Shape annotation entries

__________________________________________________

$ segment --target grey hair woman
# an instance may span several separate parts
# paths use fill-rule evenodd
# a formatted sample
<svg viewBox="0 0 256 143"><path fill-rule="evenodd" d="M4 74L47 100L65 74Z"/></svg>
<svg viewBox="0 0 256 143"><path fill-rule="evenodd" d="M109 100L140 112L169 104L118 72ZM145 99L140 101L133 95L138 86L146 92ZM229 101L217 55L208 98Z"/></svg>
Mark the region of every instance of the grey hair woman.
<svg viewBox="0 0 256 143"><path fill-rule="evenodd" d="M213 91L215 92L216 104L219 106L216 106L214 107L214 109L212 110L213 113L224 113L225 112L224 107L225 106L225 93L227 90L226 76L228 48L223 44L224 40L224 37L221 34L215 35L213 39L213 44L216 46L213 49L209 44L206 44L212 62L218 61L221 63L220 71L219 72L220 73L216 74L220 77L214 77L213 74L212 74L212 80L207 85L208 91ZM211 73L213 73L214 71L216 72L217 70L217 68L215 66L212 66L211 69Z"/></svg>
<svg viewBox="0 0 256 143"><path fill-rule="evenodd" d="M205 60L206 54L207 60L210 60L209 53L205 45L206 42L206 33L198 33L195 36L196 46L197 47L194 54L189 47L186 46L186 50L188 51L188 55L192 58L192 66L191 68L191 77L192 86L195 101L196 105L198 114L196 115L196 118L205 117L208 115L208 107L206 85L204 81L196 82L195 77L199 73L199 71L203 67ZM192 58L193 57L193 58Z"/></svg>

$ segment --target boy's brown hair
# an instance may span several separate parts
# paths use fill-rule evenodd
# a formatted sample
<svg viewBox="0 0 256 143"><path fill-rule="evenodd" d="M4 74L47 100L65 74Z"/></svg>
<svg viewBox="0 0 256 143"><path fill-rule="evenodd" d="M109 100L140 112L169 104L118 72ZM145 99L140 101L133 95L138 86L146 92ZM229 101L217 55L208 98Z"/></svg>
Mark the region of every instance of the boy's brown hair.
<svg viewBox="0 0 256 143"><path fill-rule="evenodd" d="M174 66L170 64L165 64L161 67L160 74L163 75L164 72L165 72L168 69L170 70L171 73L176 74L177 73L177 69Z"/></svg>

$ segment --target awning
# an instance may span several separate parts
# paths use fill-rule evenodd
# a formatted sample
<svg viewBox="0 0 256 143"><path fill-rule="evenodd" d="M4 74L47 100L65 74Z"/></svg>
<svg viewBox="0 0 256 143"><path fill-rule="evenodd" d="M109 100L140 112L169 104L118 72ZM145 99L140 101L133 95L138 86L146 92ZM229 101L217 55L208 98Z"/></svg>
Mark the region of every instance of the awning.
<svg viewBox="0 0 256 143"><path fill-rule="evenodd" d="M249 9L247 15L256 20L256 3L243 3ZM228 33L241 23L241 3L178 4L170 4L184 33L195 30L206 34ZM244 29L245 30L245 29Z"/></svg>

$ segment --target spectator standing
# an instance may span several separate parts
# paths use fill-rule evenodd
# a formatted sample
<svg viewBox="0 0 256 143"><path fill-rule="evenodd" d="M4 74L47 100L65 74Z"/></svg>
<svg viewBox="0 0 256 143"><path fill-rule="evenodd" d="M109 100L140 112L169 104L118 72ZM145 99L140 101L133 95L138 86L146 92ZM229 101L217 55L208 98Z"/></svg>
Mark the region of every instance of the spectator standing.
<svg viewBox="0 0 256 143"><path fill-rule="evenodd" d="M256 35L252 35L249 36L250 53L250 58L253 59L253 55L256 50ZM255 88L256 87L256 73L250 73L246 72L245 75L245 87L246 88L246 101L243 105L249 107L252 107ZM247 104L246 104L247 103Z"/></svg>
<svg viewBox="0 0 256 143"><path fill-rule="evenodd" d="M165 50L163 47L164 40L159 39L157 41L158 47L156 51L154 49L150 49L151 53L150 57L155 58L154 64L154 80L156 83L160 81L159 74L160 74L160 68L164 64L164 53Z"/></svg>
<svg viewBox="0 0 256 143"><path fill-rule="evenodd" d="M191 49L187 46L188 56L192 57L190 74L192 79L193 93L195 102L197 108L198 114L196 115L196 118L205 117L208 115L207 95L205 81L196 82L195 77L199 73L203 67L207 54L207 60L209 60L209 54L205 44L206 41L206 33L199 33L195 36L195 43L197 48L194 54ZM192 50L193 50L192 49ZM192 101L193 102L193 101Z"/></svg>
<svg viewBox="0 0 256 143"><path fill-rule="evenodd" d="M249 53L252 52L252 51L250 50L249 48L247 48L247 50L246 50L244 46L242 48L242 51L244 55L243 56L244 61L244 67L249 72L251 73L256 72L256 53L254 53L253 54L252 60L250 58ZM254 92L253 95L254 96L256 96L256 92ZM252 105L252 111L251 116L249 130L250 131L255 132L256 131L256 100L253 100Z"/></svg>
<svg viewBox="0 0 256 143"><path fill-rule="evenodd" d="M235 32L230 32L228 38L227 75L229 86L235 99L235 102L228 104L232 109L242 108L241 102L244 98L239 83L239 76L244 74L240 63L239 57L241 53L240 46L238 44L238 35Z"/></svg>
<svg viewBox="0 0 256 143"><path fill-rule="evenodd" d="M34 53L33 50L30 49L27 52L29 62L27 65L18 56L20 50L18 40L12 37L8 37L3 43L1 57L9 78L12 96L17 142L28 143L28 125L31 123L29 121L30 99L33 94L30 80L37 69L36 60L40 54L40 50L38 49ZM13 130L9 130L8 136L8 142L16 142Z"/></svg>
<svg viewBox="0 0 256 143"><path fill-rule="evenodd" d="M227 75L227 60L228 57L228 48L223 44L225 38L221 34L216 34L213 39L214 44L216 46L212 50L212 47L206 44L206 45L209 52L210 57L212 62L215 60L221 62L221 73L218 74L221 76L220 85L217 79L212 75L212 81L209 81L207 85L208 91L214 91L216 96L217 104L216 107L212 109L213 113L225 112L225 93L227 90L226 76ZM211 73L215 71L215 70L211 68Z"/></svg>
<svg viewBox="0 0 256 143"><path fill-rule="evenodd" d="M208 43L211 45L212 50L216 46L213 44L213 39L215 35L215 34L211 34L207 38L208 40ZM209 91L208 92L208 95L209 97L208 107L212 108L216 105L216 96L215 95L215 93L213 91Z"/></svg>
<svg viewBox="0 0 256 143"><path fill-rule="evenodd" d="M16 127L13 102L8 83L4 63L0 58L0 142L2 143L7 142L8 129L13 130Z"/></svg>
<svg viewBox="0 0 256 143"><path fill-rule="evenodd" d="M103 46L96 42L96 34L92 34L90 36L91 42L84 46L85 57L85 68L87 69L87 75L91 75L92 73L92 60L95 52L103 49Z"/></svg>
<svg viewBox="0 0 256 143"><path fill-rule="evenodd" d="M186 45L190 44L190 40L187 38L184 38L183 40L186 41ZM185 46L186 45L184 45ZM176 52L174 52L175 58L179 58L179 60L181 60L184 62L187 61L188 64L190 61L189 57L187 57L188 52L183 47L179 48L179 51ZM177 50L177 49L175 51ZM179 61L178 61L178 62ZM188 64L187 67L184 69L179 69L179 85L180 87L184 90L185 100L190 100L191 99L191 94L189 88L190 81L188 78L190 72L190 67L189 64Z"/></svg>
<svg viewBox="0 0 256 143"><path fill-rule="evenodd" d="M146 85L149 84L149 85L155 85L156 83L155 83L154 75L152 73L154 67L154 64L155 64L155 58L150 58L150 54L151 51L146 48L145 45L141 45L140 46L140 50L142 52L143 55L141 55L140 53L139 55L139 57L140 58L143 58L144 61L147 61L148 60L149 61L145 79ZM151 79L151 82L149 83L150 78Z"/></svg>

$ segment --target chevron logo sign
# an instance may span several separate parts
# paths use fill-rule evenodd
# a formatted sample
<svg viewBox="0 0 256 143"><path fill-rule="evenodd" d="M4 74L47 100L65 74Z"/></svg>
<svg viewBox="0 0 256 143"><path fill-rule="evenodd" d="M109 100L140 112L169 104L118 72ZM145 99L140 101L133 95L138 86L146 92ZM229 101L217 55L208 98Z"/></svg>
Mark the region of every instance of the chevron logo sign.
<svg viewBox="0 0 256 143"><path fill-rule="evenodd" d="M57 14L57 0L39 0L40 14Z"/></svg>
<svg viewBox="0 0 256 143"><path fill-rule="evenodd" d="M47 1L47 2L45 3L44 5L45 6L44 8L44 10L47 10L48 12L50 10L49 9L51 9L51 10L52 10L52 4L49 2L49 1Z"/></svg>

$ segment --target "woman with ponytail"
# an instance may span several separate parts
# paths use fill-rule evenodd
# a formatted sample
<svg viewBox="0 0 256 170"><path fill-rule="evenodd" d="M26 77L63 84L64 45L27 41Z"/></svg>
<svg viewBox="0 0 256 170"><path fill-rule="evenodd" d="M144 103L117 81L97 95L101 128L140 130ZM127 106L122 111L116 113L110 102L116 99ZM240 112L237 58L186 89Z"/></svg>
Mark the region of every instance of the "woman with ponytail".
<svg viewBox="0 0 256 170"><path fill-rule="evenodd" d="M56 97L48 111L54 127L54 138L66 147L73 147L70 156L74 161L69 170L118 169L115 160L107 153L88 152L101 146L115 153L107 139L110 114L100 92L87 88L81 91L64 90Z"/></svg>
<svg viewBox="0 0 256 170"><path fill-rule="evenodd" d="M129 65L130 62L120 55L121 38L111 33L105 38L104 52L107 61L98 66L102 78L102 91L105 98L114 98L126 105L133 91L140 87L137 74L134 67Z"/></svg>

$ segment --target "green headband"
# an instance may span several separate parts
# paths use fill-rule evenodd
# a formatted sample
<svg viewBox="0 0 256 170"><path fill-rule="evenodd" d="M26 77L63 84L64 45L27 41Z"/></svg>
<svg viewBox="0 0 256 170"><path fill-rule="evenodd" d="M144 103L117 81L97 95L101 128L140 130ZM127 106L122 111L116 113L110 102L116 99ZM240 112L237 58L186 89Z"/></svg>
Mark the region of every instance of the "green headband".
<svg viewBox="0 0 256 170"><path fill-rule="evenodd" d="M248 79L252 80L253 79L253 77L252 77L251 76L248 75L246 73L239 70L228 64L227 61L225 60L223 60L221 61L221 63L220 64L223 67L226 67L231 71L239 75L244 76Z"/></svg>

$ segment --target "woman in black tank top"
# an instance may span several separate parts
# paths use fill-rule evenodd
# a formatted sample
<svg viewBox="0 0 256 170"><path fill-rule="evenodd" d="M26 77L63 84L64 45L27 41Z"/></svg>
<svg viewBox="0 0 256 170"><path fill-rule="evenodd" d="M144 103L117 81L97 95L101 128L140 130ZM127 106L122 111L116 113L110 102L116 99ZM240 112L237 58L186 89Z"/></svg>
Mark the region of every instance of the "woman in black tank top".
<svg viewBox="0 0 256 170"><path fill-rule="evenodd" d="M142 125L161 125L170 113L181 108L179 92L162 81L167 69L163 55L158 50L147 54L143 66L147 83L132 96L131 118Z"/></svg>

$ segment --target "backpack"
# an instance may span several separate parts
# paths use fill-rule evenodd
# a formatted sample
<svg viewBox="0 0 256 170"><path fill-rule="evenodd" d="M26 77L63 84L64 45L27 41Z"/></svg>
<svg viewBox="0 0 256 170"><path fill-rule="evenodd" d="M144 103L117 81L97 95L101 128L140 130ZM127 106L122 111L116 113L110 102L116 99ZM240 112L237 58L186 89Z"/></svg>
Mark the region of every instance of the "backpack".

__________________________________________________

## PROBLEM TO WORK ON
Please pull out every line of the listing above that contains the word "ponytail" and copy each one in full.

## ANSWER BELOW
$ segment --target "woman with ponytail"
Mark the region of every instance of the "woman with ponytail".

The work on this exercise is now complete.